Top of Listed entries

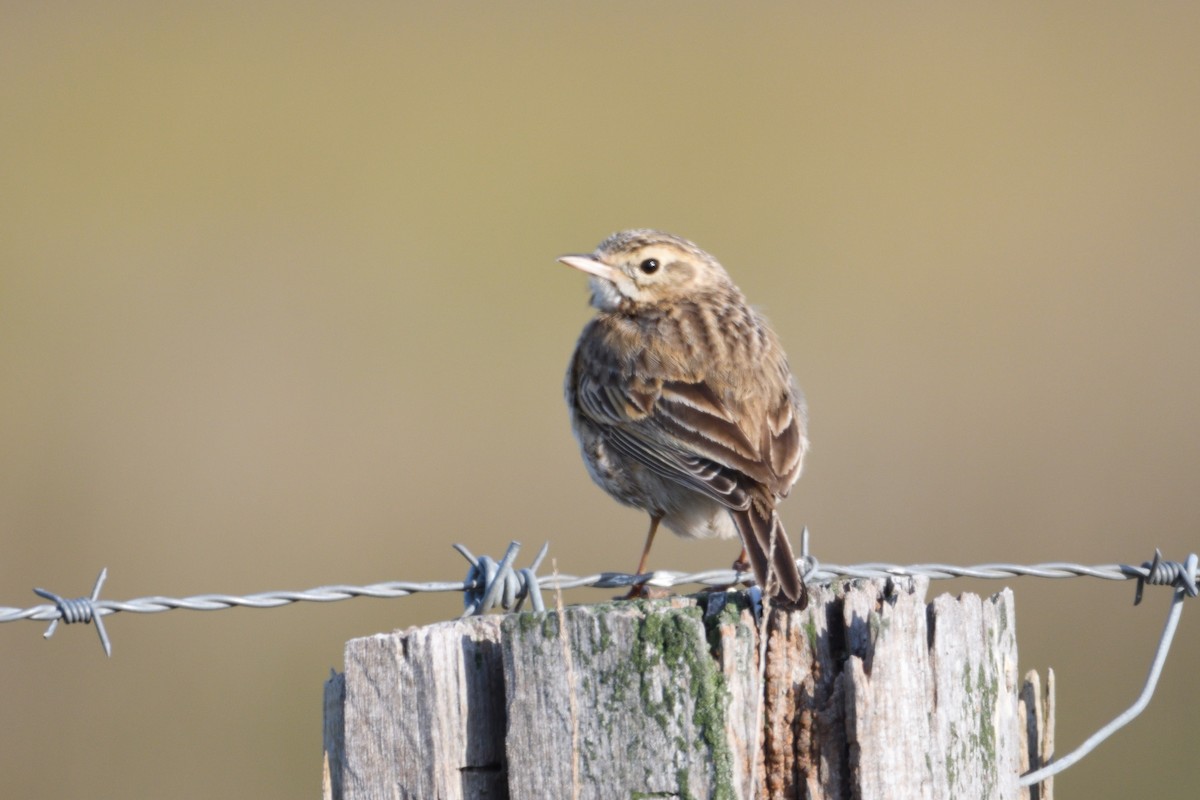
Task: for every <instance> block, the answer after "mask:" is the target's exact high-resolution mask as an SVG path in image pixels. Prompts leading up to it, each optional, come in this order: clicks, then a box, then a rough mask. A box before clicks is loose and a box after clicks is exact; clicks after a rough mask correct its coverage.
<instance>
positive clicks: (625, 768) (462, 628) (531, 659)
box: [324, 578, 1052, 800]
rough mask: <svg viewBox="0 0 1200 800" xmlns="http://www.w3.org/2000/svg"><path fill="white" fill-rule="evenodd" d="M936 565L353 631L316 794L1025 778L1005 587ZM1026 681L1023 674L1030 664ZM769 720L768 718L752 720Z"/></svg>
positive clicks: (1032, 699) (1008, 593) (840, 796)
mask: <svg viewBox="0 0 1200 800" xmlns="http://www.w3.org/2000/svg"><path fill="white" fill-rule="evenodd" d="M926 589H928V581H926V579H924V578H895V579H888V581H852V582H841V583H840V584H838V585H835V587H815V588H812V590H811V595H812V599H811V602H810V606H809V608H806V609H805V610H803V612H800V610H790V612H782V610H776V612H772V614H770V618H769V622H768V625H767V627H768V631H769V637H768V644H767V649H766V666H764V668H763V669H760V664H758V652H760V649H758V626H757V625H756V622H755V618H754V614H752V613H751V610H750V608H749V607H748V601H746V596H745V595H744V594H736V593H731V594H724V593H716V594H710V595H700V596H692V597H673V599H671V600H664V601H637V602H613V603H602V604H596V606H576V607H568V608H565V609H562V610H558V612H556V610H551V612H547V613H542V614H533V613H526V614H509V615H506V616H482V618H472V619H466V620H456V621H452V622H440V624H436V625H430V626H425V627H419V628H410V630H408V631H402V632H395V633H389V634H378V636H372V637H366V638H361V639H354V640H352V642H349V643H348V644H347V648H346V672H344V673H343V674H341V675H336V674H335V675H334V676H332V678H331V679H330V680H329V682H328V684H326V686H325V792H324V796H325V799H326V800H365V799H376V798H378V799H380V800H382V799H388V800H391V799H392V798H414V799H415V798H421V799H425V798H428V799H434V798H437V799H444V800H452V799H460V798H461V799H476V798H490V799H494V798H511V799H512V800H518V799H521V800H523V799H527V798H528V799H538V798H551V799H554V800H558V799H569V798H570V799H576V798H578V799H584V800H586V799H595V800H607V799H611V798H631V799H632V798H678V799H680V800H683V799H700V798H714V799H730V800H733V799H739V798H814V799H822V800H823V799H830V800H832V799H839V800H840V799H846V800H848V799H850V798H863V799H865V800H869V799H872V798H901V799H905V800H908V799H912V798H928V799H935V800H936V799H941V798H972V800H974V799H984V798H996V799H1009V798H1014V799H1015V798H1033V799H1036V800H1050V794H1049V793H1050V786H1049V783H1046V784H1042V786H1039V787H1034V789H1033V792H1032V794H1031V793H1030V790H1021V789H1019V788H1018V776H1019V774H1020V772H1021V771H1025V770H1028V769H1031V768H1036V766H1039V765H1040V764H1042V763H1043V762H1044V759H1045V758H1048V757H1049V754H1050V748H1051V747H1052V741H1051V735H1050V733H1049V732H1050V730H1052V724H1051V723H1052V717H1051V711H1050V709H1051V708H1052V703H1050V702H1046V698H1045V697H1044V696H1043V693H1042V690H1040V688H1039V684H1038V682H1037V675H1036V674H1033V675H1032V679H1030V678H1027V679H1026V682H1025V685H1024V687H1022V686H1019V685H1018V676H1016V638H1015V615H1014V613H1013V596H1012V593H1010V591H1008V590H1004V591H1002V593H1000V594H997V595H995V596H992V597H991V599H988V600H980V599H979V597H978V596H974V595H962V596H960V597H956V599H955V597H949V596H946V595H943V596H941V597H937V599H936V600H935V601H934V602H932V603H926V602H925V591H926ZM1031 681H1032V682H1031ZM756 722H761V724H756Z"/></svg>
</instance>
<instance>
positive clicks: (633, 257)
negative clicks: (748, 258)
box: [558, 229, 736, 312]
mask: <svg viewBox="0 0 1200 800" xmlns="http://www.w3.org/2000/svg"><path fill="white" fill-rule="evenodd" d="M558 260H559V261H562V263H563V264H566V265H568V266H574V267H575V269H577V270H580V271H582V272H587V273H588V275H589V276H592V281H590V283H592V305H593V306H595V307H596V308H599V309H601V311H610V312H611V311H625V312H636V311H637V309H638V308H648V307H652V306H658V305H661V303H672V302H679V301H682V300H689V299H694V297H697V296H700V295H703V294H708V293H712V291H721V290H726V291H727V290H731V289H732V290H734V291H736V288H734V287H733V283H732V281H730V276H728V275H727V273H726V272H725V270H724V269H722V267H721V265H720V264H719V263H718V261H716V259H715V258H713V257H712V255H709V254H708V253H706V252H704V251H702V249H701V248H698V247H696V246H695V245H694V243H691V242H690V241H688V240H686V239H682V237H679V236H673V235H671V234H665V233H662V231H660V230H646V229H638V230H623V231H620V233H617V234H613V235H611V236H608V237H607V239H605V240H604V241H602V242H600V245H599V247H596V248H595V251H594V252H592V253H589V254H587V255H563V257H560V258H559V259H558Z"/></svg>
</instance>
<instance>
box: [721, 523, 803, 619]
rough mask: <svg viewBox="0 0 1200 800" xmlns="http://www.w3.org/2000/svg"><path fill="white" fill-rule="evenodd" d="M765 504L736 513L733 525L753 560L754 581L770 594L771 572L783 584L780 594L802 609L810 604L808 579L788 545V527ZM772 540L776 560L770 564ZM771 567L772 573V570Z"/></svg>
mask: <svg viewBox="0 0 1200 800" xmlns="http://www.w3.org/2000/svg"><path fill="white" fill-rule="evenodd" d="M763 505H764V504H760V503H751V504H750V507H749V509H746V510H744V511H743V510H734V511H732V512H731V513H732V515H733V522H734V524H736V525H737V528H738V533H739V534H740V535H742V543H743V545H744V546H745V548H746V555H749V557H750V566H751V567H752V569H754V577H755V579H756V581H757V582H758V585H760V587H761V588H762V590H763V591H768V588H767V587H768V584H767V577H768V572H769V573H770V575H772V576H774V578H775V581H776V582H778V583H779V590H780V593H782V595H784V596H785V597H787V600H790V601H791V602H793V603H796V604H797V606H799V607H800V608H804V607H805V606H806V604H808V600H809V595H808V590H806V589H805V587H804V578H803V577H802V576H800V572H799V570H797V569H796V557H794V555H792V545H791V542H788V541H787V534H786V533H785V531H784V523H781V522H780V521H779V515H776V513H775V509H774V507H772V506H767V507H763ZM772 537H774V540H775V542H774V558H772V559H769V560H768V553H770V552H772ZM768 566H769V569H768Z"/></svg>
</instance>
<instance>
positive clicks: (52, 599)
mask: <svg viewBox="0 0 1200 800" xmlns="http://www.w3.org/2000/svg"><path fill="white" fill-rule="evenodd" d="M454 548H455V549H456V551H458V553H461V554H462V557H463V558H466V559H467V561H468V563H469V564H470V569H469V570H468V572H467V577H466V579H463V581H444V582H426V583H412V582H402V581H392V582H386V583H374V584H370V585H365V587H353V585H331V587H317V588H316V589H308V590H305V591H265V593H259V594H254V595H245V596H241V595H216V594H212V595H196V596H192V597H181V599H180V597H163V596H151V597H140V599H137V600H128V601H115V600H100V590H101V588H102V587H103V585H104V581H106V578H107V577H108V570H107V569H103V570H101V571H100V575H98V576H97V578H96V584H95V587H94V588H92V591H91V596H89V597H76V599H65V597H61V596H59V595H56V594H54V593H53V591H49V590H47V589H34V591H35V593H36V594H37V595H38V596H41V597H44V599H46V600H49V601H50V603H49V604H41V606H34V607H30V608H10V607H0V622H13V621H17V620H20V619H29V620H38V621H49V622H50V625H49V627H48V628H47V630H46V632H44V633H43V636H44V637H46V638H49V637H50V636H53V634H54V631H55V630H56V628H58V625H59V622H60V621H61V622H62V624H65V625H71V624H73V622H84V624H86V622H95V624H96V632H97V634H98V636H100V642H101V645H103V648H104V654H106V655H107V656H109V657H112V655H113V648H112V643H110V640H109V638H108V631H107V630H106V628H104V622H103V618H104V615H107V614H115V613H118V612H133V613H140V614H151V613H160V612H167V610H176V609H182V608H186V609H190V610H222V609H226V608H235V607H247V608H277V607H280V606H287V604H290V603H296V602H335V601H338V600H349V599H352V597H379V599H394V597H406V596H408V595H412V594H416V593H421V591H426V593H427V591H456V593H463V606H464V610H463V614H462V615H463V616H469V615H474V614H484V613H487V612H488V610H491V609H493V608H497V607H499V608H504V609H509V610H520V609H521V607H522V604H523V603H524V601H526V599H529V600H530V601H532V604H533V608H534V610H535V612H544V610H545V604H544V602H542V597H541V593H542V591H544V590H546V589H551V590H554V591H562V590H563V589H580V588H595V589H625V588H629V587H634V585H638V584H644V583H652V584H654V585H655V587H664V588H674V587H680V585H685V584H700V585H704V587H730V585H734V584H738V583H746V582H751V581H752V576H749V575H746V573H743V572H736V571H733V570H708V571H704V572H672V571H667V570H659V571H655V572H650V573H646V575H628V573H624V572H599V573H594V575H588V576H578V577H577V576H570V575H559V573H558V572H554V573H553V575H550V576H546V577H541V578H539V577H538V575H536V571H538V569H539V567H540V566H541V561H542V559H544V558H545V557H546V553H547V551H548V549H550V542H546V543H544V545H542V546H541V549H540V551H539V552H538V555H536V558H534V560H533V564H530V565H529V566H528V567H524V569H521V570H515V569H514V567H512V564H514V561H516V558H517V554H518V553H520V551H521V542H517V541H514V542H510V543H509V547H508V551H505V553H504V558H503V559H500V561H499V563H497V561H494V560H493V559H491V558H488V557H486V555H484V557H480V558H476V557H475V555H474V554H473V553H472V552H470V551H469V549H468V548H467V547H466V546H464V545H455V546H454ZM800 555H802V558H803V575H804V579H805V581H806V582H814V583H823V582H828V581H832V579H834V578H894V577H906V576H911V577H916V576H924V577H926V578H930V579H947V578H978V579H1004V578H1015V577H1036V578H1079V577H1090V578H1099V579H1103V581H1136V582H1138V588H1136V594H1135V596H1134V604H1136V603H1140V602H1141V597H1142V590H1144V589H1145V587H1146V585H1147V584H1150V585H1172V587H1175V593H1174V595H1172V599H1171V607H1170V610H1169V613H1168V618H1166V625H1165V626H1164V627H1163V633H1162V636H1160V637H1159V642H1158V646H1157V649H1156V651H1154V658H1153V661H1152V663H1151V668H1150V673H1148V675H1147V676H1146V682H1145V685H1144V686H1142V690H1141V693H1140V694H1139V697H1138V699H1136V700H1135V702H1134V704H1133V705H1130V706H1129V708H1128V709H1126V711H1124V712H1122V714H1121V715H1120V716H1117V717H1116V718H1115V720H1112V721H1111V722H1110V723H1109V724H1106V726H1104V727H1103V728H1100V729H1099V730H1097V732H1096V733H1094V734H1092V735H1091V736H1090V738H1088V739H1087V740H1086V741H1085V742H1084V744H1082V745H1080V746H1079V747H1078V748H1075V750H1074V751H1072V752H1070V753H1068V754H1067V756H1063V757H1062V758H1058V759H1056V760H1054V762H1052V763H1051V764H1049V765H1046V766H1044V768H1042V769H1039V770H1037V771H1033V772H1028V774H1027V775H1024V776H1021V786H1031V784H1033V783H1039V782H1042V781H1044V780H1045V778H1048V777H1050V776H1052V775H1056V774H1057V772H1061V771H1062V770H1064V769H1067V768H1069V766H1070V765H1073V764H1074V763H1076V762H1078V760H1079V759H1081V758H1082V757H1084V756H1086V754H1087V753H1090V752H1091V751H1092V750H1093V748H1094V747H1096V746H1097V745H1099V744H1100V742H1102V741H1104V740H1105V739H1108V738H1109V736H1111V735H1112V734H1114V733H1116V732H1117V730H1118V729H1121V728H1122V727H1124V726H1126V724H1128V723H1129V722H1130V721H1132V720H1133V718H1134V717H1136V716H1138V715H1139V714H1141V711H1142V710H1144V709H1145V708H1146V706H1147V705H1148V704H1150V699H1151V697H1152V696H1153V693H1154V688H1156V687H1157V685H1158V678H1159V675H1160V674H1162V670H1163V664H1164V663H1165V662H1166V655H1168V652H1169V651H1170V646H1171V642H1172V639H1174V637H1175V631H1176V627H1177V626H1178V620H1180V615H1181V613H1182V610H1183V600H1184V599H1186V597H1195V596H1196V595H1198V590H1196V578H1198V575H1196V573H1198V569H1200V559H1198V557H1196V554H1195V553H1193V554H1190V555H1189V557H1188V558H1187V560H1186V561H1183V563H1180V561H1168V560H1165V559H1163V554H1162V552H1159V551H1158V549H1156V551H1154V559H1153V560H1152V561H1145V563H1142V564H1141V566H1132V565H1128V564H1102V565H1096V566H1087V565H1084V564H1070V563H1066V561H1055V563H1049V564H1033V565H1020V564H980V565H976V566H954V565H949V564H913V565H908V566H902V565H898V564H859V565H853V566H841V565H836V564H827V565H822V564H821V563H820V561H817V559H816V558H815V557H814V555H811V554H810V553H809V531H808V528H805V529H804V531H803V534H802V536H800ZM756 590H757V587H752V588H751V597H754V595H755V593H756Z"/></svg>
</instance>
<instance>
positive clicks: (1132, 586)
mask: <svg viewBox="0 0 1200 800" xmlns="http://www.w3.org/2000/svg"><path fill="white" fill-rule="evenodd" d="M0 23H2V24H0V114H2V125H0V152H2V157H0V164H2V167H0V169H2V173H0V186H2V191H0V219H2V222H0V375H2V383H0V531H2V533H0V536H2V539H0V604H6V606H29V604H34V603H36V602H40V601H38V600H37V599H36V597H35V596H34V595H32V594H31V593H30V589H31V588H32V587H35V585H40V587H47V588H50V589H53V590H56V591H59V593H62V594H65V595H71V596H73V595H79V594H85V593H86V591H89V590H90V588H91V583H92V581H94V578H95V575H96V572H97V571H98V569H100V567H101V566H108V567H109V581H108V584H107V587H106V588H104V596H106V597H108V599H131V597H138V596H144V595H156V594H161V595H169V596H185V595H191V594H199V593H235V594H248V593H254V591H264V590H275V589H301V588H308V587H314V585H320V584H329V583H371V582H379V581H390V579H409V581H455V579H461V578H462V576H463V575H464V571H466V570H464V563H463V561H462V559H461V558H460V557H458V555H457V554H455V553H454V552H452V551H451V549H450V545H451V543H452V542H464V543H467V545H468V546H469V547H470V548H472V549H474V551H475V552H476V553H488V554H493V555H496V557H499V555H500V554H502V553H503V551H504V547H505V546H506V543H508V542H509V540H512V539H517V540H521V541H522V542H524V543H526V551H524V553H523V554H522V563H527V561H528V559H529V558H532V555H533V551H534V548H535V547H536V546H539V545H540V543H541V542H542V541H544V540H550V541H551V542H552V551H551V554H552V555H553V557H554V558H557V563H558V569H559V570H560V571H563V572H569V573H586V572H593V571H601V570H629V569H631V567H632V566H634V565H635V563H636V558H637V554H638V548H640V546H641V541H642V539H641V537H642V535H643V530H644V521H643V518H642V516H641V515H640V513H637V512H635V511H631V510H628V509H624V507H620V506H618V505H617V504H614V503H613V501H611V500H610V499H608V498H607V497H606V495H605V494H604V493H602V492H601V491H600V489H598V488H595V487H594V486H593V485H592V483H590V481H589V480H588V477H587V475H586V473H584V470H583V467H582V465H581V463H580V458H578V456H577V452H576V449H575V443H574V440H572V438H571V435H570V432H569V428H568V423H566V416H565V411H564V408H563V403H562V399H560V381H562V374H563V371H564V367H565V363H566V359H568V356H569V354H570V351H571V348H572V345H574V343H575V337H576V335H577V333H578V330H580V327H581V326H582V325H583V323H584V320H586V319H587V318H588V317H589V313H590V312H589V309H588V308H587V305H586V303H587V290H586V284H584V279H583V277H582V276H580V275H577V273H575V272H572V271H570V270H568V269H566V267H563V266H560V265H557V264H556V263H554V257H556V255H558V254H560V253H564V252H577V251H587V249H590V248H592V247H593V246H594V245H595V243H596V242H598V241H599V240H600V239H601V237H602V236H605V235H607V234H608V233H611V231H613V230H617V229H620V228H626V227H659V228H664V229H667V230H672V231H676V233H679V234H682V235H685V236H689V237H691V239H695V240H696V241H697V242H700V243H701V246H703V247H706V248H707V249H709V251H712V252H713V253H715V254H716V255H718V258H720V259H721V260H722V261H724V263H725V265H726V266H727V267H728V269H730V271H731V273H732V275H733V276H734V278H736V279H737V281H738V283H739V284H740V285H742V288H743V289H744V290H745V293H746V295H748V296H749V297H750V299H751V301H752V302H755V303H757V305H758V306H760V307H761V308H762V309H763V311H764V312H766V313H767V314H768V315H769V318H770V319H772V320H773V323H774V324H775V326H776V329H778V330H779V332H780V335H781V337H782V339H784V342H785V344H786V347H787V349H788V354H790V356H791V361H792V365H793V368H794V371H796V373H797V375H798V377H799V379H800V383H802V384H803V386H804V387H805V390H806V392H808V396H809V403H810V410H811V438H812V441H814V450H812V453H811V457H810V461H809V467H808V470H806V473H805V476H804V479H803V480H802V481H800V483H799V486H798V487H797V489H796V492H794V493H793V495H792V498H791V499H790V500H788V501H787V503H786V504H785V506H784V517H785V521H786V522H787V524H788V528H790V529H791V531H792V534H793V536H797V535H798V534H799V530H800V528H802V525H804V524H806V525H809V527H810V529H811V530H812V537H814V549H815V552H816V554H817V555H818V557H820V558H821V559H822V560H824V561H833V563H842V564H852V563H862V561H875V560H888V561H899V563H918V561H947V563H952V564H978V563H983V561H991V560H1010V561H1018V563H1036V561H1043V560H1070V561H1082V563H1087V564H1100V563H1112V561H1135V563H1136V561H1141V560H1144V559H1147V558H1150V557H1151V554H1152V552H1153V548H1154V546H1160V547H1163V548H1164V552H1165V553H1166V554H1168V555H1169V557H1171V558H1178V559H1182V558H1183V557H1184V555H1186V554H1187V553H1188V552H1189V551H1190V549H1195V548H1196V547H1198V536H1196V531H1198V528H1200V504H1198V501H1196V488H1198V486H1200V435H1198V426H1196V419H1198V413H1200V411H1198V409H1200V371H1198V368H1196V367H1198V348H1200V148H1198V143H1200V56H1198V54H1196V42H1198V41H1200V6H1196V5H1194V4H1182V2H1180V4H1156V5H1150V6H1147V5H1138V4H1121V2H1110V4H1103V2H1102V4H1096V2H1067V4H1050V5H1043V4H1033V2H1027V4H1004V5H1002V6H988V7H984V6H971V7H961V6H959V5H958V4H925V5H920V6H916V7H914V6H906V7H902V8H901V7H895V6H883V5H859V4H845V5H836V6H812V7H796V6H791V5H784V4H774V5H770V4H768V5H757V6H752V7H751V6H737V7H734V6H733V5H724V4H679V2H661V4H634V2H630V4H593V5H582V4H580V5H571V6H568V5H565V4H564V5H548V4H547V5H540V4H504V5H484V4H438V5H437V6H436V7H434V5H433V4H427V5H426V4H421V5H418V4H412V5H400V4H343V5H330V4H293V2H288V4H283V2H278V4H253V5H244V4H193V5H190V6H188V7H180V6H175V5H169V6H168V5H163V4H152V2H108V4H100V5H96V4H92V5H88V4H17V2H8V4H5V5H4V6H2V20H0ZM734 551H736V547H734V546H733V545H730V543H727V542H725V543H722V542H715V543H688V542H682V541H679V540H677V539H674V537H672V536H666V537H661V539H660V540H659V543H658V547H656V549H655V554H654V566H655V567H659V569H689V570H690V569H704V567H721V566H726V565H728V563H730V560H731V559H732V557H733V555H734ZM547 571H548V570H547ZM1002 585H1003V584H1002V583H998V582H989V583H983V582H979V583H970V582H959V583H938V584H935V585H934V587H932V591H931V594H935V593H941V591H961V590H972V591H982V593H991V591H996V590H998V589H1000V588H1001V587H1002ZM1009 585H1012V587H1013V588H1014V589H1015V593H1016V602H1018V618H1019V625H1020V646H1021V668H1022V669H1027V668H1038V669H1044V668H1045V667H1048V666H1051V667H1054V668H1055V669H1056V670H1057V675H1058V680H1060V694H1058V700H1060V717H1058V750H1060V752H1066V751H1067V750H1069V748H1070V747H1073V746H1074V745H1076V744H1078V742H1080V741H1081V740H1082V739H1084V738H1085V736H1086V735H1087V734H1090V733H1091V732H1092V730H1093V729H1094V728H1096V727H1098V726H1099V724H1102V723H1103V722H1105V721H1108V720H1109V718H1110V717H1112V716H1114V715H1115V714H1117V712H1118V711H1120V710H1121V709H1123V708H1124V706H1126V705H1127V704H1128V703H1129V702H1130V700H1132V699H1133V697H1134V696H1135V693H1136V691H1138V690H1139V687H1140V682H1141V680H1142V678H1144V675H1145V669H1146V666H1147V664H1148V662H1150V657H1151V651H1152V648H1153V645H1154V643H1156V642H1157V638H1158V633H1159V630H1160V626H1162V621H1163V615H1164V612H1165V608H1166V604H1168V600H1169V593H1168V591H1165V590H1154V591H1151V593H1150V595H1148V599H1147V601H1146V602H1145V603H1144V604H1142V606H1141V607H1139V608H1133V607H1132V602H1130V601H1132V599H1133V585H1132V584H1116V583H1102V582H1097V581H1086V579H1079V581H1064V582H1048V581H1037V579H1021V581H1013V582H1009ZM608 594H611V593H596V591H592V593H576V594H572V595H571V596H570V597H569V600H571V601H575V602H589V601H596V600H600V599H604V597H606V596H607V595H608ZM460 602H461V599H460V597H458V596H456V595H451V594H445V595H425V596H419V597H410V599H406V600H398V601H372V600H358V601H352V602H343V603H337V604H328V606H323V604H305V606H293V607H288V608H282V609H276V610H269V612H268V610H248V609H239V610H229V612H224V613H220V614H215V613H193V612H175V613H170V614H161V615H130V614H121V615H116V616H110V618H108V620H107V621H108V628H109V632H110V634H112V637H113V639H114V645H115V649H114V654H113V658H112V660H110V661H108V660H106V658H104V657H103V655H102V651H101V649H100V646H98V645H97V643H96V636H95V632H94V631H92V630H82V628H73V627H72V628H66V630H60V631H59V632H58V634H56V636H55V637H54V638H53V639H50V640H49V642H43V640H42V639H41V633H42V630H43V624H30V622H16V624H11V625H6V626H2V628H0V637H2V648H4V657H2V658H0V685H2V686H4V687H5V688H4V690H2V691H0V720H2V721H4V724H2V726H0V776H2V778H0V780H2V783H4V790H2V794H4V795H5V796H12V798H18V796H19V798H83V796H88V798H142V796H145V798H149V796H155V798H212V796H229V798H305V796H308V798H312V796H317V794H318V792H319V782H320V724H322V722H320V714H322V682H323V681H324V680H325V678H326V676H328V673H329V669H330V667H334V668H338V669H340V668H341V657H342V656H341V654H342V646H343V642H344V640H346V639H349V638H352V637H356V636H364V634H370V633H373V632H377V631H386V630H391V628H395V627H403V626H408V625H420V624H426V622H432V621H437V620H443V619H446V618H450V616H454V615H456V614H457V613H458V610H460V608H461V606H460ZM1198 616H1200V610H1198V609H1195V608H1193V609H1192V610H1190V613H1189V614H1184V619H1183V624H1182V626H1181V628H1180V636H1178V643H1177V645H1176V650H1175V652H1174V654H1172V656H1171V660H1170V662H1169V663H1168V667H1166V672H1165V675H1164V679H1163V684H1162V687H1160V688H1159V693H1158V696H1157V697H1156V698H1154V700H1153V703H1152V705H1151V708H1150V710H1148V711H1147V712H1146V714H1145V716H1144V717H1141V718H1140V720H1139V721H1138V722H1136V723H1135V724H1134V727H1133V728H1129V729H1127V730H1124V732H1123V733H1121V734H1118V736H1117V738H1116V740H1112V741H1110V742H1108V744H1105V745H1103V746H1102V750H1100V751H1099V752H1098V753H1097V754H1096V756H1093V757H1092V758H1090V759H1088V760H1086V762H1085V763H1082V764H1081V765H1080V766H1078V768H1075V769H1074V770H1072V771H1069V772H1068V774H1067V775H1066V776H1063V777H1061V778H1058V782H1057V790H1058V796H1060V798H1063V799H1070V798H1085V796H1127V795H1136V796H1163V798H1182V796H1190V795H1192V793H1193V790H1194V786H1195V784H1196V782H1198V780H1200V760H1198V759H1196V750H1198V747H1196V738H1195V734H1194V733H1193V722H1194V720H1195V718H1196V716H1198V711H1200V691H1198V688H1196V684H1195V678H1194V670H1195V663H1196V657H1198V655H1200V645H1198V631H1200V619H1198Z"/></svg>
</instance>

Bottom of Listed entries

Work order: Reproduce the data from its beginning through the line containing "box: [324, 578, 1052, 800]", substituting "foreground clicks" for "positive clicks" and leaving everything else unchanged. Omit the picture from your answer.

Reply to the exercise:
Task: for every <instance> block, the answer after "mask:" is the target's exact high-resolution mask as an SVG path in image pixels. Prompts leading up to it, each optional, come in this order: clicks, then a box, then a rough mask. A box before clicks is loose and a box after clicks is exact; clicks after a rough mask correct its coverage.
<instance>
foreground clicks: (625, 768) (462, 628) (531, 659)
box: [324, 578, 1052, 800]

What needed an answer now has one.